§ Aim of the exercise
Return the data exactly, but only from the line containing "# test: identify the license" through its last line.

§ The records
= Beginning of Section =

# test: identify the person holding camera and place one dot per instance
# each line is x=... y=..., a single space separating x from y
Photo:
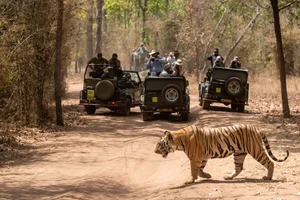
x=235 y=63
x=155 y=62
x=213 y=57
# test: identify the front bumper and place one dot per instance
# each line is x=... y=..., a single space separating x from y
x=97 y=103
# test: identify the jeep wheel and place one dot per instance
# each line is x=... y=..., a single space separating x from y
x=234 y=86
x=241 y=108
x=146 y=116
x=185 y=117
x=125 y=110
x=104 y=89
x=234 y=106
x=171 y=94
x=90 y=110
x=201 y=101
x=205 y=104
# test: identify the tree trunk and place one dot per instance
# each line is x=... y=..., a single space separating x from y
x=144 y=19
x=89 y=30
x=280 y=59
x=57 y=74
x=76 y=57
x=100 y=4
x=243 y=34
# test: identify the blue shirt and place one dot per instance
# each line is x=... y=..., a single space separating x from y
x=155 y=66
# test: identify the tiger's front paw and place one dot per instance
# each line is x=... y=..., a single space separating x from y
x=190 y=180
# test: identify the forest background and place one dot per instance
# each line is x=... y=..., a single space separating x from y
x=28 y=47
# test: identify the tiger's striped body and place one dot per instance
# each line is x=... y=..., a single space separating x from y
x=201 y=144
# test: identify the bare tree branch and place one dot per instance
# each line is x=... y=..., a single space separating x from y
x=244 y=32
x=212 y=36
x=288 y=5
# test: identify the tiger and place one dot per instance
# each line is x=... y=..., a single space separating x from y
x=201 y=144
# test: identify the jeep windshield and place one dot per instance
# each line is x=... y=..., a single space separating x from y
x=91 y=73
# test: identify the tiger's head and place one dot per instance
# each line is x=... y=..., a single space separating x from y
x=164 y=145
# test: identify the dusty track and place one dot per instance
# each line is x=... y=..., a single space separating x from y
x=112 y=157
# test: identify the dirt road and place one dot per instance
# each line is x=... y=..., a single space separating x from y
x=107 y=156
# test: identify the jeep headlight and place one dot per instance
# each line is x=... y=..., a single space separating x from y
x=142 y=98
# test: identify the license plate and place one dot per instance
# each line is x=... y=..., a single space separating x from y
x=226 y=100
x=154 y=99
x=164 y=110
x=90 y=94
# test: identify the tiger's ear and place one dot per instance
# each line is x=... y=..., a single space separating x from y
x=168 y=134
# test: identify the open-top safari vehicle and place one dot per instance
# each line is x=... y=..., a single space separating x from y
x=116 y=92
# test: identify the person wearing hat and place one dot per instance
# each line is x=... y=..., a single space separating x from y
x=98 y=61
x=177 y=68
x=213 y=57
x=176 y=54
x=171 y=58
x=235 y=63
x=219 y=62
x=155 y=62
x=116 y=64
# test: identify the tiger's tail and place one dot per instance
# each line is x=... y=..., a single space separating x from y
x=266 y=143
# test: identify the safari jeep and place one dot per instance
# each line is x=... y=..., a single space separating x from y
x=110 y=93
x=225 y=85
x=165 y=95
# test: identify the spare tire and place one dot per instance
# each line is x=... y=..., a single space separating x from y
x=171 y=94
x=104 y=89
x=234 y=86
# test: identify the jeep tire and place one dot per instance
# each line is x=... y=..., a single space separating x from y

= End of Section =

§ Reply
# test: identify the license plate and place one dot per instance
# each line is x=... y=..., a single space separating x from y
x=226 y=100
x=154 y=99
x=164 y=110
x=90 y=94
# test: identify the tiger's ear and place one dot per instance
# each line is x=... y=..., a single space separating x from y
x=168 y=134
# test: identify the open-top safari vehicle and place one dot per instance
# each line is x=... y=..., a single space separating x from y
x=116 y=92
# test: identify the person wearing hat and place one dot per instance
# each line is x=... y=..., a single space separating x from y
x=98 y=61
x=177 y=68
x=213 y=57
x=176 y=54
x=171 y=58
x=235 y=63
x=219 y=62
x=155 y=62
x=116 y=64
# test: identify the tiger's tail and place one dot per instance
# each line is x=... y=..., a single space separating x from y
x=266 y=143
# test: identify the safari jeep and place one dot per instance
# each line is x=... y=..., a single space separating x from y
x=110 y=93
x=225 y=85
x=165 y=95
# test: identify the spare tire and place one dot per instance
# each line is x=... y=..., a single space separating x from y
x=171 y=94
x=104 y=89
x=234 y=86
# test: identify the jeep tire and place one dot per instance
# each line is x=... y=..., a single space separating x from y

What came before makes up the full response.